## Start MATERIAL FOR THE TASK

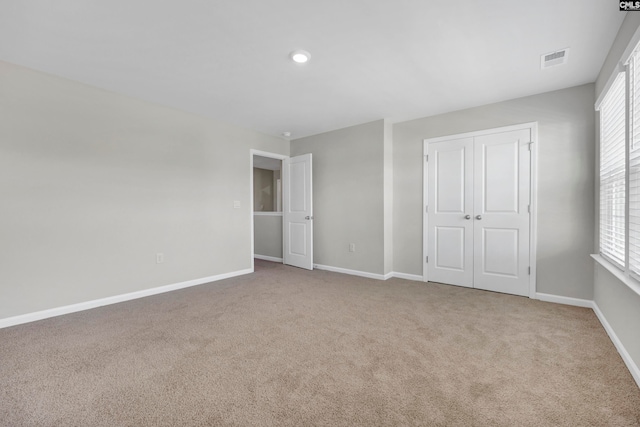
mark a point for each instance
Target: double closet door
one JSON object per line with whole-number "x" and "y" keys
{"x": 477, "y": 214}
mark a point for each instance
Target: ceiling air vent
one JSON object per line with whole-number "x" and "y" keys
{"x": 552, "y": 59}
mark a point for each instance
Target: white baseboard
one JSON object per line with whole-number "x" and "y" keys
{"x": 565, "y": 300}
{"x": 267, "y": 258}
{"x": 368, "y": 275}
{"x": 59, "y": 311}
{"x": 353, "y": 272}
{"x": 406, "y": 276}
{"x": 633, "y": 368}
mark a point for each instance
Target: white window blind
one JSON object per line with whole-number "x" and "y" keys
{"x": 634, "y": 163}
{"x": 612, "y": 173}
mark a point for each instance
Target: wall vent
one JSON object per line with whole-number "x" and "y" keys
{"x": 552, "y": 59}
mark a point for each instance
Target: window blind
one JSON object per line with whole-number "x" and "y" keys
{"x": 634, "y": 162}
{"x": 612, "y": 173}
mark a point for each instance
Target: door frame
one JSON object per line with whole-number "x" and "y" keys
{"x": 252, "y": 153}
{"x": 533, "y": 127}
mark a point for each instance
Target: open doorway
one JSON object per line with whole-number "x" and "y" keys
{"x": 281, "y": 209}
{"x": 266, "y": 206}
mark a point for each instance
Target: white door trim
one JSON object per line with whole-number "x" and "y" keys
{"x": 533, "y": 127}
{"x": 252, "y": 153}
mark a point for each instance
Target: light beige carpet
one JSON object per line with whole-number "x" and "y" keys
{"x": 287, "y": 347}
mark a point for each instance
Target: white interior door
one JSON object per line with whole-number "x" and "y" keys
{"x": 501, "y": 217}
{"x": 450, "y": 207}
{"x": 297, "y": 212}
{"x": 478, "y": 225}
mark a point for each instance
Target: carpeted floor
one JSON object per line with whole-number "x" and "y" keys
{"x": 288, "y": 347}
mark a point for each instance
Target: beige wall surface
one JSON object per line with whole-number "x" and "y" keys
{"x": 268, "y": 235}
{"x": 348, "y": 196}
{"x": 94, "y": 184}
{"x": 565, "y": 182}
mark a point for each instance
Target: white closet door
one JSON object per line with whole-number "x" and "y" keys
{"x": 501, "y": 218}
{"x": 450, "y": 208}
{"x": 298, "y": 211}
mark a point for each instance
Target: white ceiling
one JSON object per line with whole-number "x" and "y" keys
{"x": 267, "y": 163}
{"x": 370, "y": 59}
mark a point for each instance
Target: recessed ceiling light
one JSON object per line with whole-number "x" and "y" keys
{"x": 300, "y": 56}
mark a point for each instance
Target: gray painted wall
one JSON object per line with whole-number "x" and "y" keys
{"x": 268, "y": 235}
{"x": 565, "y": 182}
{"x": 619, "y": 305}
{"x": 264, "y": 190}
{"x": 388, "y": 197}
{"x": 94, "y": 184}
{"x": 348, "y": 195}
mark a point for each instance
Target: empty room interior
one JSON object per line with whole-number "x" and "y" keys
{"x": 291, "y": 213}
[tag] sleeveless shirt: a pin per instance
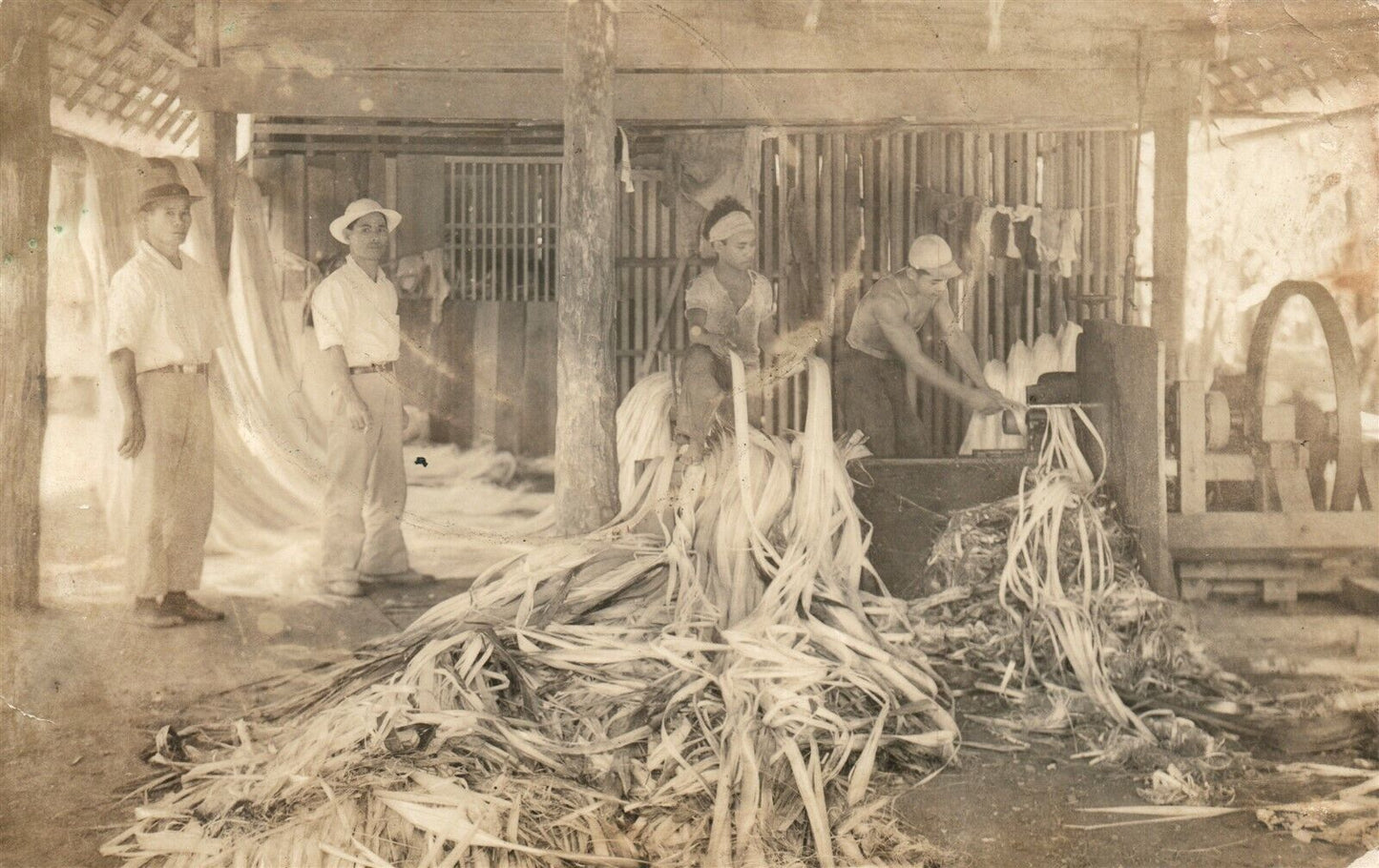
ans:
(865, 334)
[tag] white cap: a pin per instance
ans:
(932, 255)
(359, 208)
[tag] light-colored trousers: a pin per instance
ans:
(171, 489)
(367, 488)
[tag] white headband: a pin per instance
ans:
(730, 225)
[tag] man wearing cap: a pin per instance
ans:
(730, 309)
(883, 343)
(161, 329)
(355, 315)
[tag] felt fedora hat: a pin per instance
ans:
(932, 255)
(166, 191)
(359, 208)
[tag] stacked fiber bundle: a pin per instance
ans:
(702, 682)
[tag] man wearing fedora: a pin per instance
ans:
(883, 344)
(161, 329)
(355, 315)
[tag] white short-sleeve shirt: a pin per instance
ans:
(349, 310)
(722, 317)
(164, 315)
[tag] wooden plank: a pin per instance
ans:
(1192, 446)
(538, 434)
(586, 461)
(320, 207)
(120, 31)
(421, 197)
(1120, 368)
(511, 381)
(1171, 232)
(25, 168)
(665, 36)
(144, 33)
(457, 399)
(486, 371)
(1255, 535)
(291, 214)
(1000, 98)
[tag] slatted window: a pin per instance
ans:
(501, 226)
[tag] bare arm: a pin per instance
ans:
(338, 372)
(907, 344)
(958, 341)
(700, 332)
(126, 383)
(767, 341)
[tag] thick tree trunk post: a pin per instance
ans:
(586, 456)
(1170, 235)
(25, 161)
(216, 146)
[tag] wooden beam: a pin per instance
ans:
(121, 30)
(586, 458)
(25, 163)
(216, 143)
(1366, 112)
(1267, 535)
(1029, 99)
(665, 34)
(1171, 235)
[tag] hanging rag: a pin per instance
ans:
(437, 288)
(1025, 240)
(1046, 232)
(1071, 236)
(409, 276)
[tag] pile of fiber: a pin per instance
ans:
(1044, 588)
(700, 682)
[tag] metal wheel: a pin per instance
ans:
(1345, 379)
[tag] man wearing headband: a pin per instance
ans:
(161, 329)
(355, 315)
(730, 309)
(883, 343)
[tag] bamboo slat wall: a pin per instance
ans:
(501, 220)
(837, 210)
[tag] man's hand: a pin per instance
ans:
(131, 436)
(356, 412)
(986, 402)
(718, 343)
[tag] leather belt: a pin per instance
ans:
(378, 368)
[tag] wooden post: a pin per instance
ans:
(586, 458)
(216, 148)
(25, 163)
(1171, 236)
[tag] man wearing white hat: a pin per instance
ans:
(883, 343)
(161, 329)
(355, 313)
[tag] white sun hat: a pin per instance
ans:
(359, 208)
(932, 255)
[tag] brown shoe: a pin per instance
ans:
(344, 588)
(189, 610)
(151, 613)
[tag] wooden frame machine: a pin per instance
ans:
(1252, 513)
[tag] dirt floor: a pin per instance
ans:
(83, 692)
(90, 691)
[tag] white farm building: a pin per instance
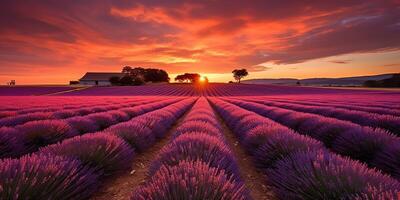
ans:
(98, 78)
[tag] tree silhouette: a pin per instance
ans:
(239, 74)
(188, 77)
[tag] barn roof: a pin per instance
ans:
(100, 76)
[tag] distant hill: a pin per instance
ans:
(346, 81)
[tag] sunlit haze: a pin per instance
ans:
(55, 41)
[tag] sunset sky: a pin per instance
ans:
(54, 41)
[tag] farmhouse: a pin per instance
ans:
(98, 78)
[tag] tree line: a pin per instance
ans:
(140, 76)
(392, 82)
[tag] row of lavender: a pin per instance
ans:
(299, 167)
(364, 118)
(74, 168)
(63, 112)
(31, 103)
(382, 100)
(196, 164)
(29, 137)
(371, 108)
(375, 147)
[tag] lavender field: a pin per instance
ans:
(217, 141)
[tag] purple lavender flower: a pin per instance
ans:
(45, 177)
(193, 147)
(103, 152)
(37, 134)
(190, 180)
(11, 144)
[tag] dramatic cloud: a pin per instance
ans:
(196, 36)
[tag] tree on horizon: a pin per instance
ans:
(238, 74)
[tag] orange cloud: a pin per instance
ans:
(69, 38)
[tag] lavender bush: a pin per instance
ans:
(104, 153)
(139, 136)
(11, 144)
(192, 147)
(37, 134)
(190, 180)
(45, 177)
(321, 175)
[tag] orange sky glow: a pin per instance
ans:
(55, 41)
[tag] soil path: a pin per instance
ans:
(121, 186)
(254, 180)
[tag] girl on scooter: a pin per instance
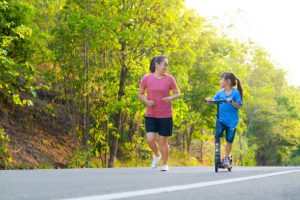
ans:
(232, 92)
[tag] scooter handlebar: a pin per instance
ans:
(208, 100)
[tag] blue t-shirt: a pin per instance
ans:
(228, 114)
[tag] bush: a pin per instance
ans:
(5, 159)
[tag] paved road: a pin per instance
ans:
(191, 183)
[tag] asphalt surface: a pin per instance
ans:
(190, 183)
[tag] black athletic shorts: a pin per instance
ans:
(162, 126)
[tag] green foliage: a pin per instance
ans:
(5, 159)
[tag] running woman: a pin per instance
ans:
(158, 118)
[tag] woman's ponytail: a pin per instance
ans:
(156, 59)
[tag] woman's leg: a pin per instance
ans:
(151, 140)
(228, 149)
(164, 148)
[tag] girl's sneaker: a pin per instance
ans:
(155, 162)
(164, 168)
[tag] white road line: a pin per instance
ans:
(122, 195)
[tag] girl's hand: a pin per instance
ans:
(150, 103)
(167, 99)
(229, 100)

## End MATERIAL FOR THE TASK

» **WHAT TO PRODUCE**
Print every line of the records, unchanged, starting with the line that contains "[tag] blue t-shirt: a pin per instance" and continuing through the last line of the records, both ends included.

» **SOLUTION FOR THIS TASK**
[tag] blue t-shirt: a pin per instance
ans:
(228, 114)
[tag] bush: a pin per instance
ans:
(5, 159)
[tag] paved road: a pin per instance
ans:
(191, 183)
[tag] asphalt surface: a pin per instance
ans:
(190, 183)
[tag] black athletic shorts: a pin per instance
ans:
(162, 126)
[tag] green foliage: a pin per instance
ans:
(5, 159)
[tag] running woman: a pin per instance
ans:
(158, 118)
[tag] woman's ponytail: a pin per instance
ans:
(156, 59)
[tag] woman's leg: a pin per instance
ans:
(151, 140)
(228, 149)
(164, 148)
[tag] girl's sneaker: a pin per instance
ans:
(155, 162)
(164, 168)
[tag] white road line: a pin per instance
ans:
(122, 195)
[tag] girl's hand: a pin per instance
ans:
(150, 103)
(167, 99)
(229, 100)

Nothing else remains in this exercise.